TEXT BLOCK:
################

Re: [PATCH v4 03/21] fs: Allow sysfs and cgroupfs to share super blocks between user namespaces

From: Seth Forshee
Date: Tue May 17 2016 - 19:58:51 EST


On Tue, May 17, 2016 at 05:39:33PM -0500, Eric W. Biederman wrote:
> Seth Forshee <seth.forshee@xxxxxxxxxxxxx> writes:
>
> > Both of these filesystems already have use cases for mounting the
> > same super block from multiple user namespaces. For sysfs this
> > happens when using criu for snapshotting a container, where sysfs
> > is mnounted in the containers network ns but the hosts user ns.
> > The cgroup filesystem shares the same super block for all mounts
> > of the same hierarchy regardless of the namespace.
> >
> > As a result, the restriction on mounting a super block from a
> > single user namespace creates regressions for existing uses of
> > these filesystems. For these specific filesystems this
> > restriction isn't really necessary since the backing store is
> > objects in kernel memory and thus the ids assigned from inodes
> > is not subject to translation relative to s_user_ns.
> >
> > Add a new filesystem flag, FS_USERNS_SHARE_SB, which when set
> > causes sget_userns() to skip the check of s_user_ns. Set this
> > flag for the sysfs and cgroup filesystems to fix the
> > regressions.
>
> So this one needs to be sget_userns(..., &init_user_ns, ...).

################

Image annotation data
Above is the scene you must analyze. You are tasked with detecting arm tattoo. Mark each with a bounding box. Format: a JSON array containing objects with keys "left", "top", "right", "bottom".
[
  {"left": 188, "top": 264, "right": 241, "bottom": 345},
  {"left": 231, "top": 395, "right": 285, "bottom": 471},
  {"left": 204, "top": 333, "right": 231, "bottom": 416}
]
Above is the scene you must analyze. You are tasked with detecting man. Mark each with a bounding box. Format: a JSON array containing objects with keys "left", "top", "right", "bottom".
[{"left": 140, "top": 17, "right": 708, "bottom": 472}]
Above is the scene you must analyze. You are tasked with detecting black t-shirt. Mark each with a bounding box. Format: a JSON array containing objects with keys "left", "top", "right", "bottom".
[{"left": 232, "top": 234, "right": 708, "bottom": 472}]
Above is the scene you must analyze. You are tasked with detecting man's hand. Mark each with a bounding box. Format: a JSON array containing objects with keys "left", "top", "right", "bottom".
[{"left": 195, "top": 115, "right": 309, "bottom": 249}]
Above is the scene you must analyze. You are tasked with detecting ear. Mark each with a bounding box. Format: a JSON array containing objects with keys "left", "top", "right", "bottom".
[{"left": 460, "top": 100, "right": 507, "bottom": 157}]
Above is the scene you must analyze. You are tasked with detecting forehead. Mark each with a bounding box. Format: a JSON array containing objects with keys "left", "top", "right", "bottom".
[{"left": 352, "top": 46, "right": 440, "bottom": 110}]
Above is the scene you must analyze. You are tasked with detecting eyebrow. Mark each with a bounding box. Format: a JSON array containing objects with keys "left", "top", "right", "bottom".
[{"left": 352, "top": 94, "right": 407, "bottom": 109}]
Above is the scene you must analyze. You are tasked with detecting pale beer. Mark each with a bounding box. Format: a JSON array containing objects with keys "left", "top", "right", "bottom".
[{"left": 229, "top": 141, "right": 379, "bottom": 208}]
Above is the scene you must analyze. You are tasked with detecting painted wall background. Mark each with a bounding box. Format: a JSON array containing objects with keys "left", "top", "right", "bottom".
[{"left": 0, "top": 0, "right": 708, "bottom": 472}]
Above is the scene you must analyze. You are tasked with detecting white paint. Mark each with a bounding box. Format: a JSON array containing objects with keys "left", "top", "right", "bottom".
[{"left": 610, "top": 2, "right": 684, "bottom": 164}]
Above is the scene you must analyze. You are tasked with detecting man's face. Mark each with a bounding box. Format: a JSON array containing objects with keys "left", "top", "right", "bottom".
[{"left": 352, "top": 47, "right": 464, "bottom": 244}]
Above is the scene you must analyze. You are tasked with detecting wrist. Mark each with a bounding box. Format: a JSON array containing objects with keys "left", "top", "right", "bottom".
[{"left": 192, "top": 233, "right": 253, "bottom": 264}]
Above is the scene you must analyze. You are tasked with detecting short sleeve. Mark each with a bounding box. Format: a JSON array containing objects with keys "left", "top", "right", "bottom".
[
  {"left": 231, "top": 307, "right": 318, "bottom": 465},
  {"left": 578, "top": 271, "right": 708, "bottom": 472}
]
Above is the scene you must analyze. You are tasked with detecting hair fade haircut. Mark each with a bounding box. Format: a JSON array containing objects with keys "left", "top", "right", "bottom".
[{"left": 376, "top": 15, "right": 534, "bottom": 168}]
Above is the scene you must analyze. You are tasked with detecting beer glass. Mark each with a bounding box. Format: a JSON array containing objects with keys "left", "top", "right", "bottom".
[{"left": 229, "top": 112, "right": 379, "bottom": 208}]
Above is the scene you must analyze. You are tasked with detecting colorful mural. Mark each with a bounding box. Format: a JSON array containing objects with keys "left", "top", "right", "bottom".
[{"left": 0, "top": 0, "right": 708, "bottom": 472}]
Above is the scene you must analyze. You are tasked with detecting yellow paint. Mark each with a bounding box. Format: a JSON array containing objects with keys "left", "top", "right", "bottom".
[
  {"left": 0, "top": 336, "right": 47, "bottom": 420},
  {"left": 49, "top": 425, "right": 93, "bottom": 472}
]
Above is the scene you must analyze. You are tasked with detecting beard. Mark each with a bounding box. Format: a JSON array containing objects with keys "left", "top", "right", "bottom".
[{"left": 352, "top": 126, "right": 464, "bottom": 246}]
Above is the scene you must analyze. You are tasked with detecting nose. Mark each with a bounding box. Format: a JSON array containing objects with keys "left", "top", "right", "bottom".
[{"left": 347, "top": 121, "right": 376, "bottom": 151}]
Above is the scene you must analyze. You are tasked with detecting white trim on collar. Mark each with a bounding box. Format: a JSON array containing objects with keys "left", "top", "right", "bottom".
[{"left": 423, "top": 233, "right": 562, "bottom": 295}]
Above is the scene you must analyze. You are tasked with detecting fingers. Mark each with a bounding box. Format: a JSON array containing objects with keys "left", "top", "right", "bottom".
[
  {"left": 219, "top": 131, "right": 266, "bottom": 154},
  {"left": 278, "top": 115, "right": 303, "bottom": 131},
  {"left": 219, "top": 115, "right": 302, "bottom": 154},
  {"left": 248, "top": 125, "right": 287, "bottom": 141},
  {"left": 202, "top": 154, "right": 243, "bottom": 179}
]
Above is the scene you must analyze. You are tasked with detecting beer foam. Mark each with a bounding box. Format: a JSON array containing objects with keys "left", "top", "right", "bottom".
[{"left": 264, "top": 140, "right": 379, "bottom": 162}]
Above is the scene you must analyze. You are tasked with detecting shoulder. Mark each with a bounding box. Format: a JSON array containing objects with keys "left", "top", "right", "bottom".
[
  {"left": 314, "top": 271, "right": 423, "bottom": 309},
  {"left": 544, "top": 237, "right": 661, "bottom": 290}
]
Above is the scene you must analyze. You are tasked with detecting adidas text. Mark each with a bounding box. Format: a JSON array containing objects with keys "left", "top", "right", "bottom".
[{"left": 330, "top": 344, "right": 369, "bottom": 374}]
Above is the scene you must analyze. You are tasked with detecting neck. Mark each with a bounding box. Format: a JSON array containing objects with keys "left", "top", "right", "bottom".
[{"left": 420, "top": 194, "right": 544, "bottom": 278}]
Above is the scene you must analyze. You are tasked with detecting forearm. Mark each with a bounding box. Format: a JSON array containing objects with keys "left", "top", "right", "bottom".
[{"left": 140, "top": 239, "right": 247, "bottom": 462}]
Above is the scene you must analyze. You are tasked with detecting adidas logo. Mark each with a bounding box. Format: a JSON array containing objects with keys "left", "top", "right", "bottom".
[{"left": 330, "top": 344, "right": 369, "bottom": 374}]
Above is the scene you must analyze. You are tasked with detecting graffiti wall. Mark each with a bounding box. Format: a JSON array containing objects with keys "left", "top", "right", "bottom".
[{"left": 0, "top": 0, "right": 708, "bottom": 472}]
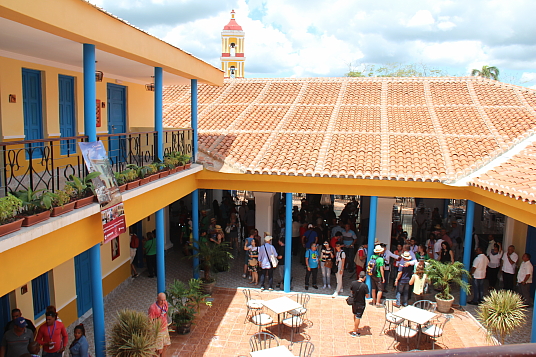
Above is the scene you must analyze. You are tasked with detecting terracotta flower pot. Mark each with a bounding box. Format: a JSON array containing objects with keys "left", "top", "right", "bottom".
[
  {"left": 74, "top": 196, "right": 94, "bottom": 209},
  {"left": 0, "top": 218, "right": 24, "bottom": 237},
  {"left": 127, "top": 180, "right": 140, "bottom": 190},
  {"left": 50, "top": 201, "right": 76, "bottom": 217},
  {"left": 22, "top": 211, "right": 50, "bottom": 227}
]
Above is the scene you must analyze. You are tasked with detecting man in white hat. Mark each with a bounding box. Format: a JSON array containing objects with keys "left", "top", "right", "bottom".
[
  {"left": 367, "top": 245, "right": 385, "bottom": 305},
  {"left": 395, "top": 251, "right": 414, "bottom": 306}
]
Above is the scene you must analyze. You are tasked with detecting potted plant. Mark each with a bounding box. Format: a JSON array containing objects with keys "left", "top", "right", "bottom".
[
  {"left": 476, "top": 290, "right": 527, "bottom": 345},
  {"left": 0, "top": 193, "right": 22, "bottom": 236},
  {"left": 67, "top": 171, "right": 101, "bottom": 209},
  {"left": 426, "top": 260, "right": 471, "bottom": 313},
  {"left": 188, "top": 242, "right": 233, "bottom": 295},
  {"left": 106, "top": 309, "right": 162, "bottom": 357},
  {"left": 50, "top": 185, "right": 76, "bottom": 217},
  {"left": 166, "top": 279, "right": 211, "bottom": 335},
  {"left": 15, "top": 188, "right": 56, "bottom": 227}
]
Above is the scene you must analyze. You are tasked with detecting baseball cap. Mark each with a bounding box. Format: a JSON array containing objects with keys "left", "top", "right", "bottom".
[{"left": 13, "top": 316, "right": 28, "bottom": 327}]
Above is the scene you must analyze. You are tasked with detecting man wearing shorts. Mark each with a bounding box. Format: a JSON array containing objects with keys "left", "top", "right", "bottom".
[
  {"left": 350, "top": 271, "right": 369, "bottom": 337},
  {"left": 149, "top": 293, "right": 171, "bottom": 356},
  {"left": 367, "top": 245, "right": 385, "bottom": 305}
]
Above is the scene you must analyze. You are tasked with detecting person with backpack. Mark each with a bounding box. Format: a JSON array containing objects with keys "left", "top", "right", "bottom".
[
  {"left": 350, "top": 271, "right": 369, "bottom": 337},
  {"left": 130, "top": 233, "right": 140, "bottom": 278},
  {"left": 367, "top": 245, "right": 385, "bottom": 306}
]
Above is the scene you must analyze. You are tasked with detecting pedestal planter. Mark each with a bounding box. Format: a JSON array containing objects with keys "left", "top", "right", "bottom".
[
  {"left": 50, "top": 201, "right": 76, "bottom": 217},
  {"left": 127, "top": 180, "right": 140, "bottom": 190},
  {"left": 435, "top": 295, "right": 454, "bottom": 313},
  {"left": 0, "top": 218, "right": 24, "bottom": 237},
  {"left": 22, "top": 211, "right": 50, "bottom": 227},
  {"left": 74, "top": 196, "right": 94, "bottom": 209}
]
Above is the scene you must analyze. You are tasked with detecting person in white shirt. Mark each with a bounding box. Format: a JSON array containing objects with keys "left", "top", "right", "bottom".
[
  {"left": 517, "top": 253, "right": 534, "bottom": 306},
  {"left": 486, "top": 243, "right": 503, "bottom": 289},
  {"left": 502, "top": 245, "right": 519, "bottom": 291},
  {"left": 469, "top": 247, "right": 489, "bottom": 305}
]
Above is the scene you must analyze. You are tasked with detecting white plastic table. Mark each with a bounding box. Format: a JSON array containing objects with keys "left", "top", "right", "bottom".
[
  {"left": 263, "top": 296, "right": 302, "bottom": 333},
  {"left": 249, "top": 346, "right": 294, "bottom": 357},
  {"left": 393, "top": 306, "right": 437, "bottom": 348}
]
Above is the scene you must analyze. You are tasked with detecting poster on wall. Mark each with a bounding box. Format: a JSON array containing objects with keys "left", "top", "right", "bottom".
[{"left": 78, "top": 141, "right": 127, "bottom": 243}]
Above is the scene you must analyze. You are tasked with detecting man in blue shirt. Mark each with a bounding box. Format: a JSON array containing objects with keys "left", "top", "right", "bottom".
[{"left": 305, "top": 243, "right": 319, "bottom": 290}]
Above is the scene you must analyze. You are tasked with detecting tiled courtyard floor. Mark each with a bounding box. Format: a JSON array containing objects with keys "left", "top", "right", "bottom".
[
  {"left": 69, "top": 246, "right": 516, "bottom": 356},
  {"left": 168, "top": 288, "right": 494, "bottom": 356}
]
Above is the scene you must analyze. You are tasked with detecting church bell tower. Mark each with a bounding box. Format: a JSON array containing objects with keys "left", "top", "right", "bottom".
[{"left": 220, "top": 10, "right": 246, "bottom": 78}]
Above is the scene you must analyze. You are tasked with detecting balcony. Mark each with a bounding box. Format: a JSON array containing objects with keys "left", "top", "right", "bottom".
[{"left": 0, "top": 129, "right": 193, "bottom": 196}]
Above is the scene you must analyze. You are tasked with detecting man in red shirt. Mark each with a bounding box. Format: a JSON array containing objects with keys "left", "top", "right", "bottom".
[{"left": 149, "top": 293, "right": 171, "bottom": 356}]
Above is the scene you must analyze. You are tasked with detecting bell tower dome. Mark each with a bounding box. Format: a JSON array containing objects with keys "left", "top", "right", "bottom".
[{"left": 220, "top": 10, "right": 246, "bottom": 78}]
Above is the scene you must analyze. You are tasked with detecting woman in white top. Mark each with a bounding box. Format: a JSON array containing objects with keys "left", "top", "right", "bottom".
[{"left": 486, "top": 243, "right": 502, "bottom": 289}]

################

SET TASKS:
[A] List every kernel identifier that contains an underscore in the sysfs and cgroupfs patch email.
[B] Carry the sysfs and cgroupfs patch email forward from where it stops.

ANSWERS BY TASK:
[A] FS_USERNS_SHARE_SB, sget_userns(), s_user_ns, init_user_ns

[B]
> And not a new special case.

This is actually what I wanted to do, but based on a previous discussion
where I had suggested doing this (for a different reason) I came away
thinking you did not want it that way. So I'm happy with that change.

But if we do that it violates some of the assumptions of the patch to
rework MNT_NODEV on your testing branch (and also those behind patch 2
in this series). Something will need to be changed there to prevent a
regression in mount behavior when a user ns tries to mount without
MNT_NODEV when the mount inherited from its parent has it set.

> Apologies for not catching this earlier.

Actually this is a more recent patch, so you possibly hadn't seen it
before.

> I am looking at folding all of this into the patch that introduces
> sget_userns so that even bisects won't have regresssions.

That's fine with me.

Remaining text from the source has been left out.